**OPDRACHT EN EISEN**
Op welke datum heeft de voorzitter het verzoek om een voorlopige voorziening volgens de uitspraak ter zitting behandeld?

**** TEKSTGEDEELTE ****

200910133/2/M2.
Datum uitspraak: 16 februari 2010
AFDELING
BESTUURSRECHTSPRAAK
Uitspraak van de voorzitter van de Afdeling bestuursrechtspraak van de Raad van State op een verzoek om het treffen van een voorlopige voorziening (artikel 8:81 van de Algemene wet bestuursrecht) in het geding tussen:
[verzoekers], wonend te [woonplaats],
het college van burgemeester en wethouders van Midden-Drenthe,
verweerder.
Bij besluit van 11 november 2009 heeft het college van burgemeester en wethouders van Midden-Drenthe (hierna: het college) aan [vergunninghoudster] een revisievergunning als bedoeld in artikel 8.4, eerste lid, van de Wet milieubeheer verleend voor een paardenopfokbedrijf aan de [locatie] te [plaats]. Dit besluit is op 18 november 2009 ter inzage gelegd.
Tegen dit besluit hebben [verzoekers] bij brief, bij de Raad van State ingekomen op 23 december 2009, beroep ingesteld.
Bij deze brief hebben [verzoekers] de voorzitter verzocht een voorlopige voorziening te treffen. Het verzoek om het treffen van een voorlopige voorziening is aangevuld bij brief van 7 januari 2010.
[verzoekers] hebben een nader stuk ingediend. Dit is aan de andere partijen gezonden.
De voorzitter heeft het verzoek ter zitting behandeld op 28 januari 2010, waar [verzoekers], vertegenwoordigd door mr. drs. R.T.M. Lagerweij, en het college, vertegenwoordigd door J.W. Trof, werkzaam bij de gemeente, zijn verschenen. Verder is daar vergunninghoudster, vertegenwoordigd door mr. I.F.M. Kwint, als partij gehoord.
2.1. Het oordeel van de voorzitter heeft een voorlopig karakter en is niet bindend in de bodemprocedure.
2.2. Ter zitting hebben [verzoekers] gesteld dat het verzoek geen betrekking heeft op de door hen gestelde geuroverlast vanwege de opslag van vaste mest.
2.3. [verzoekers] voeren aan dat het college op basis van de aanvraag over onvoldoende informatie beschikte om de milieugevolgen vanwege de inrichting op juiste wijze te beoordelen. Hiertoe stellen zij dat uit de aanvraag niet blijkt waar de in- en uitrit van de inrichting zich bevindt en waarvoor de ruimte die op de bij de aanvraag behorende tekening (hierna: de tekening) als 'onbenoemde ruimte' staat vermeld, zal worden gebruikt.
2.3.1. Uit de tekening blijkt duidelijk dat zich aan beide zijden van de inrichting een oprit bevindt.
2.3.2. Het college is er bij de beoordeling van de milieugevolgen van uitgegaan dat de 'onbenoemde ruimte' voor het stallen en berijden van paarden zal worden gebruikt.
Gelet hierop vormt de omstandigheid dat de ruimte onbenoemd is, bij afweging van de betrokken belangen geen aanleiding een voorlopige voorziening te treffen.

**** UITTREKSEL GEGEVENS ****

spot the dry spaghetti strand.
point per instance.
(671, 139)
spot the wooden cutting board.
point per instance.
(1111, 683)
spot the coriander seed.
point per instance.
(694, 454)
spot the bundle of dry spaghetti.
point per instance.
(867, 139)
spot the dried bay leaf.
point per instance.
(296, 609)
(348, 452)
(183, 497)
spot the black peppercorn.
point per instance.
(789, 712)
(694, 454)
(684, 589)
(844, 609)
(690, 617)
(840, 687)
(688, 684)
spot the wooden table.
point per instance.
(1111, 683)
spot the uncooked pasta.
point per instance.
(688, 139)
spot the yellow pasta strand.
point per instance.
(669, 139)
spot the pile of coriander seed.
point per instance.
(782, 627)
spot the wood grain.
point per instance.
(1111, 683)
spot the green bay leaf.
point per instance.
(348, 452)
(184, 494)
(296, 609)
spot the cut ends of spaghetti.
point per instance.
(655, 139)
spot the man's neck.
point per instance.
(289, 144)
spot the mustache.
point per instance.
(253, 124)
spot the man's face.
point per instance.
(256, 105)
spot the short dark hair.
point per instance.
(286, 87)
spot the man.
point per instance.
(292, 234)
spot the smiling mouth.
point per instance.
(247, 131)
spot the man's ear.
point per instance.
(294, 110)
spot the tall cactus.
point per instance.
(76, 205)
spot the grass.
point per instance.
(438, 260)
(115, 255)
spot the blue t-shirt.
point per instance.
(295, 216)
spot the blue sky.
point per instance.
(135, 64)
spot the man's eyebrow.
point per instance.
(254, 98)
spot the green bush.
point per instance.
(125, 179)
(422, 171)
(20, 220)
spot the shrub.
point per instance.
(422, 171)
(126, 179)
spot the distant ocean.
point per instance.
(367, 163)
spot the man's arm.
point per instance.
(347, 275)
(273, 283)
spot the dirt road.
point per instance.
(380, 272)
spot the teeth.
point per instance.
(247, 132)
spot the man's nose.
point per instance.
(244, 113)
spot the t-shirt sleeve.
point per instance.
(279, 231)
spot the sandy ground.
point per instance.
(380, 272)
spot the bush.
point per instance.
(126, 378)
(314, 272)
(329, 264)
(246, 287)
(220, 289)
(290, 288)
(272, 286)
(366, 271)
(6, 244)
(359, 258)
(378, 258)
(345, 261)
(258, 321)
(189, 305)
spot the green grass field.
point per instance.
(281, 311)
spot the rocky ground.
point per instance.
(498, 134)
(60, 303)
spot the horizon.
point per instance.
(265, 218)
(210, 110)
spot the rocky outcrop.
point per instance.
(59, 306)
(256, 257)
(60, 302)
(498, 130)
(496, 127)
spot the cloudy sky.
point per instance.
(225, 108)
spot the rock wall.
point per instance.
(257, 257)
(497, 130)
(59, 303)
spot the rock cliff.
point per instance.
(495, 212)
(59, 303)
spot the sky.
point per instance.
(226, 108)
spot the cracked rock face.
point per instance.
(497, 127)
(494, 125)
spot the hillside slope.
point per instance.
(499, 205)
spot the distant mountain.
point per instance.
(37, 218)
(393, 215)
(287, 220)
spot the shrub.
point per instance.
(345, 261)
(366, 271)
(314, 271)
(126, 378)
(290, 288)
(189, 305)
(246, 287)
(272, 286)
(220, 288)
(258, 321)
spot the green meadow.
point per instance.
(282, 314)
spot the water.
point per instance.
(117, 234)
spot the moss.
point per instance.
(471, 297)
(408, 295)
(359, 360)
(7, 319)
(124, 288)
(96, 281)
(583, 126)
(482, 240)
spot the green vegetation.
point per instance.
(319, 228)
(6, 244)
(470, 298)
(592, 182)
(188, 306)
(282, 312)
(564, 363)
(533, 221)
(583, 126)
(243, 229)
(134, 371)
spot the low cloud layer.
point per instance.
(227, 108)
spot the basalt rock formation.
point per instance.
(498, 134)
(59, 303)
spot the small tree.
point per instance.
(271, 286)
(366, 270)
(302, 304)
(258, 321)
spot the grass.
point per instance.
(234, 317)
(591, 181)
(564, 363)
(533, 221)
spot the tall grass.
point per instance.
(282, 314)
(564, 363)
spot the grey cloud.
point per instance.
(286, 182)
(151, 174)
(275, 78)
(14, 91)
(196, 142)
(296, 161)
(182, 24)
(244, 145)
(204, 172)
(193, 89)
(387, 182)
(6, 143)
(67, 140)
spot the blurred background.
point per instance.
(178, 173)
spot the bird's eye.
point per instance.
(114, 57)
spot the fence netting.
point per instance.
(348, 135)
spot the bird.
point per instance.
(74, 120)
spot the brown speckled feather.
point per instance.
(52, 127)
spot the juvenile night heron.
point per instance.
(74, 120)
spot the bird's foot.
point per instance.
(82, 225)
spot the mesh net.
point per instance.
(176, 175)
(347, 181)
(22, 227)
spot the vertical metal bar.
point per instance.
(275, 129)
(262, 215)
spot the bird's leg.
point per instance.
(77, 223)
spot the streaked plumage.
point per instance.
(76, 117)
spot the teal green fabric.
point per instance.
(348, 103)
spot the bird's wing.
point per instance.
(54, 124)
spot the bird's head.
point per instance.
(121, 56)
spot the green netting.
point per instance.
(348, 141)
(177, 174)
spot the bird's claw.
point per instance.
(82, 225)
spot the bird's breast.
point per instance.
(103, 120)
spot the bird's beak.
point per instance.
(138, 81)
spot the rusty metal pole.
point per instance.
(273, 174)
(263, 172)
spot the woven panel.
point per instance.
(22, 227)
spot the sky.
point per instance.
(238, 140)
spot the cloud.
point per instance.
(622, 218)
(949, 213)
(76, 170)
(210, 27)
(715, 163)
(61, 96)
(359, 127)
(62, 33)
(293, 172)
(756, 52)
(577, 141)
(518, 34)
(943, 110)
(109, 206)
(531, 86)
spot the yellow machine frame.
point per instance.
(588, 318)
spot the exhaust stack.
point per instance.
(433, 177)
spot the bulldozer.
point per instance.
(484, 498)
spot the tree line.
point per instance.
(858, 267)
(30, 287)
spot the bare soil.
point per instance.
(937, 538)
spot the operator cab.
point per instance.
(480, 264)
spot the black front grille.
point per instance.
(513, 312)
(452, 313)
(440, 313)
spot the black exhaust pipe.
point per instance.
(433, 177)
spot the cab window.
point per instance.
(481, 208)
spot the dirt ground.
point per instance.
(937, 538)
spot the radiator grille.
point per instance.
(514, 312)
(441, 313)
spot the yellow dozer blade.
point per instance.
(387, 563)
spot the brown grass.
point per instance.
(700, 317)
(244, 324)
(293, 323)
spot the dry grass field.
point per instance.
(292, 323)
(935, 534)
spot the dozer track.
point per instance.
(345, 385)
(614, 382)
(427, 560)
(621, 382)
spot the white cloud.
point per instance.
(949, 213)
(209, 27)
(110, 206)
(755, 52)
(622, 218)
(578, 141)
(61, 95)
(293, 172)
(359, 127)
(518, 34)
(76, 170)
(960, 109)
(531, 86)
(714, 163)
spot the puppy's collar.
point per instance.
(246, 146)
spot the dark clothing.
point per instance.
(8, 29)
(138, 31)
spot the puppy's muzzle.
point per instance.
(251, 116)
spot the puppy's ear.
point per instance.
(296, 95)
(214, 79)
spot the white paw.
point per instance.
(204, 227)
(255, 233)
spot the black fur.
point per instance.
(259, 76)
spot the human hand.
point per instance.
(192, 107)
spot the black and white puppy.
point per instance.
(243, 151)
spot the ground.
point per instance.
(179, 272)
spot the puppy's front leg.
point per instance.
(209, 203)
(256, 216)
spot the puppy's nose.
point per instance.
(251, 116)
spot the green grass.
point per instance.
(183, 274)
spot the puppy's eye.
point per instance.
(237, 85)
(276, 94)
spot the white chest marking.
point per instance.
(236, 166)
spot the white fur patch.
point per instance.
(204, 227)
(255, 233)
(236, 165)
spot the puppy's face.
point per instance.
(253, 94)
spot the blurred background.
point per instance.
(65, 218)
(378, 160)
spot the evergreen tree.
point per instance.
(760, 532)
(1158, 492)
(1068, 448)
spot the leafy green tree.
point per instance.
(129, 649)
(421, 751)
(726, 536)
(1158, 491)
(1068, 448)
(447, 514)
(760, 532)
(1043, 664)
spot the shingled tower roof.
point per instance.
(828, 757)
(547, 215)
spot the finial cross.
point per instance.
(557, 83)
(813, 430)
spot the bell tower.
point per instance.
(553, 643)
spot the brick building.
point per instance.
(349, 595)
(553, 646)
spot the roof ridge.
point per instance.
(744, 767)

****

**VOLLEDIG ANTWOORD**
De voorzitter heeft het verzoek op 28 januari 2010 ter zitting behandeld.